Ada tiga simbol yang patut dicatat dalam peristiwa ini. Pertama, religiusitas rakyat. Raja sebagai simbol pemimpin panutan rakyatnya, telah menunjukkan kepada publik bahwa ada harapan mesianis. Masyarakat Larantuka dan kebudayaan Lamaholot  yang menghidupi wujud berkat dari sang penguasa alam semesta, Lera Wulan Tanah Ekan menemukan akar imannya kepada Yesus, yang disebut Kristus dan Tuhan (Kis 2:36) dan melalui peran Maria Reinha yang mengantar anak-anaknya kepada Yesus.[4] Harapan tersebut ditemukan dalam kehadiran Peran Maria Reinha Larantuka di dalam sanubari raja dan rakyatnya. 


Kedua, Kekuasaan adalah pelayanan. Tujuan pembentukan pemerintahan sipil selain memperoleh kekuasaan politik juga mewujudkan kesejahteraan rakyat. Harapan dan tujuan kekuasaan raja di kota Larantuka memiliki ciri yang khas, yang mengikuti peran Maria yang mengabdi Putra-Nya. Spiritualitas Maria yang kuat tertanam dalam sanubari raja Larantuka sehingga meneladani figur Maria sebagai simbol pelayanannya di hadapan rakyatnya. 


Ketiga, Gereja sebagai penjaga iman. Keberhasilan Gereja mengantar raja untuk mendapat penobatan dan berkat Ilahi di dalam Gereja sebetulnya pertama-tama adalah komitmen iman raja dan rakyat Larantuka. Imam sebagai wakil Tuhan menuntun raja sebagai cerminan kehendak rakyat agar menaruh kepercayaan pada otoritas Gereja, wakil Tuhan di dunia. Demikianpun ketika uskup Gabriel Manek, SVD menyerahkan Diosis Larantuka kepada Bunda Maria, merupakan simbolisasi pengakuan akan tuntuntan Gereja. Bapa uskup sungguh menghargai spiritualitas iman rakyat Larantuka yang senantiasa berlindung kepada Maria, Ratu Rosari.

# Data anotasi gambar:
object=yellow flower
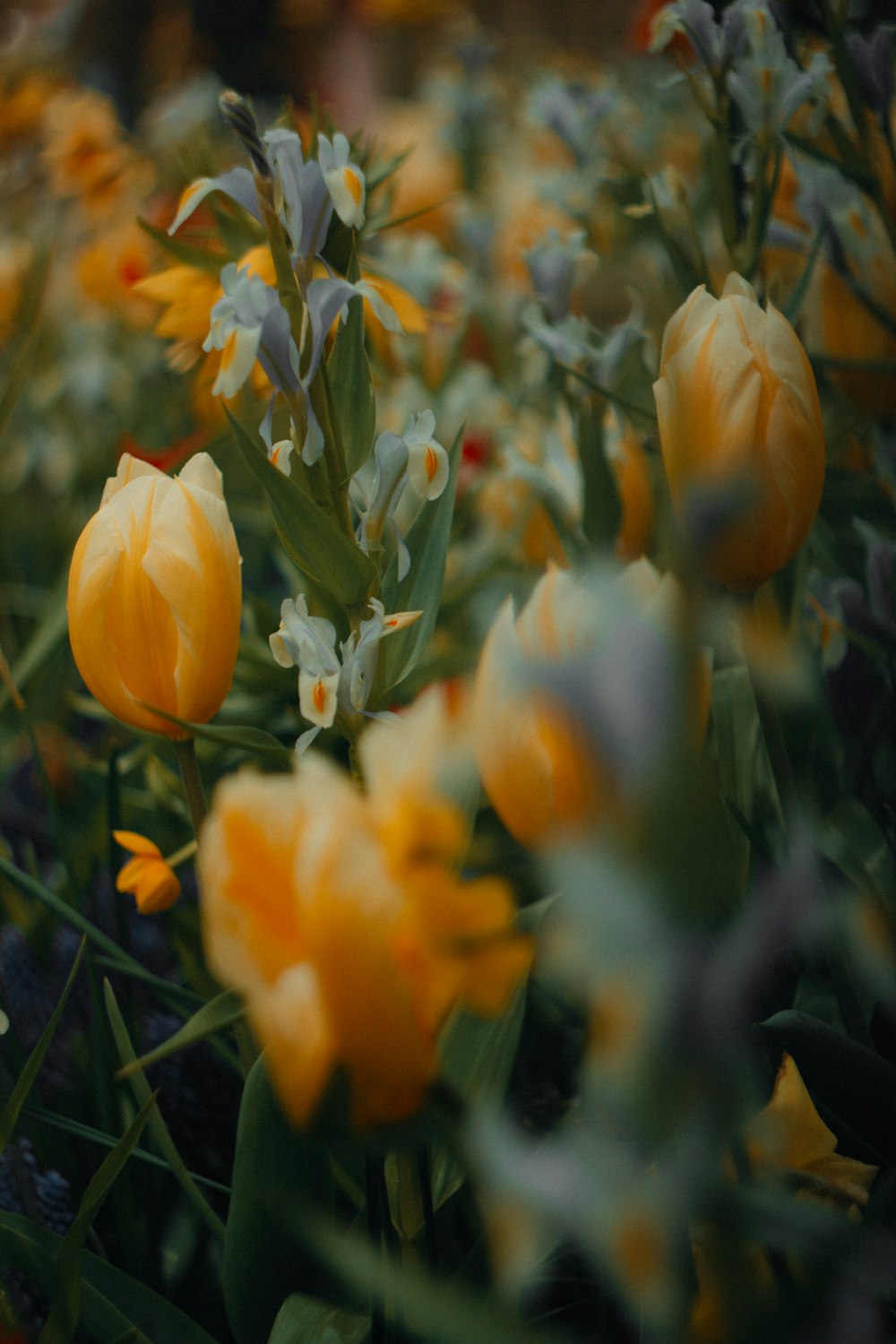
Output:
[111,831,180,916]
[603,409,653,561]
[133,244,277,406]
[75,223,153,327]
[199,742,528,1125]
[689,1054,877,1344]
[747,1054,877,1209]
[473,559,710,846]
[68,453,240,738]
[653,273,825,591]
[43,90,145,215]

# LATIHAN SINGKAT 1:
Sebutkan semua simbol yang menurut teks tentang raja Larantuka patut dicatat dalam peristiwa itu.
# LATIHAN SINGKAT 2:
Tuliskan lanjutan teks tentang raja Larantuka dan Maria Reinha, mulai sesudah kalimat terakhirnya.

# HASIL LATIHAN 1:
1. Religiusitas rakyat
2. Kekuasaan adalah pelayanan
3. Gereja sebagai penjaga iman

# HASIL LATIHAN 2:
Gambar 4: Patung Bunda Tuan Ma diantar dari kapela menuju Gereja Katedral Larantuka


HARMONISASI NEGARA – AGAMA
Sejarah kota Larantuka adalah harmonisasi Agama-Negara. Meskipun dalam membaca pemerintahan kerajaan di Larantuka, kita tidak bisa membaca pemerintahan yang otonom secara politik dan militer. Karena raja Larantuka de Yure berada di bawah pengawasan atau tunduk kepada pemerintahan koloniali Belanda di Batavia (1859) dan de Fakto diberi kebebasan untuk memerintah sejauh tidak bertentangan dengan garis pemerintahan kolonialisasinya. 


Untuk kasus ini kita membaca dalam kaca mata Negara yang terinternalisasi di dalam pemerintahan tradisional raja-raja Larantuka, baik sebelum maupun sesudah tunduk dan taat di bawah pemerintahan kolonial Portugis dan Belanda[5]. Harus diakui pula bahwa efek hubungan agama-negara tentu tidak bisa dibaca dalam konteks kekinian-hari ini. Sebab mempunyai makna yang berbeda karena memiliki multi tafsir dalam disposisi kekuasaan yang jamak.


Sosiolog Ignas Kleden (1990) mereflesikan kausalitas Agama Negara dalam dua persaingan peran keimanan dan peran profetis. Menurutnya, semakin agama memainkan peran keimanan, semakin dekat hubungan antara agama dan negara, semakin agama memainkan peran profetis, semakin kritis agama terhadap negara.
Tentu, kita tidak hendak membaca kausalitas peran raja Larantuka di satu sisi dan agama Katolik di sisi yang lain, namun yang terbaca dalam perjalanan agama Katolik adalah harmonisasi hubungan antara profetis dan keimanan yang telah membentuk sejarah Larantuka. 


Pertama, agama telah berhasil mengubah wajah budaya Larantuka secara perlahan menjadi religiositas rakyat. Perayaan ‘Semana Santa’ di Larantuka dalam tradisi ratusan tahun telah membuktikan itu. Agama telah membentuk ruang publik masyarakat. Tradisi Semana Santa bukan hanya milik agama tetapi milik rakyat yang dipimpin oleh raja dan kini menjadi tanggung jawab pemerintah untuk memelihara tradisi dalam koridor praktik di ruang publik. Yakni menjamin keamanan dan mobilisasi masa rakyat dan peziarah yang hadir secara baik dan benar di kota Larantuka.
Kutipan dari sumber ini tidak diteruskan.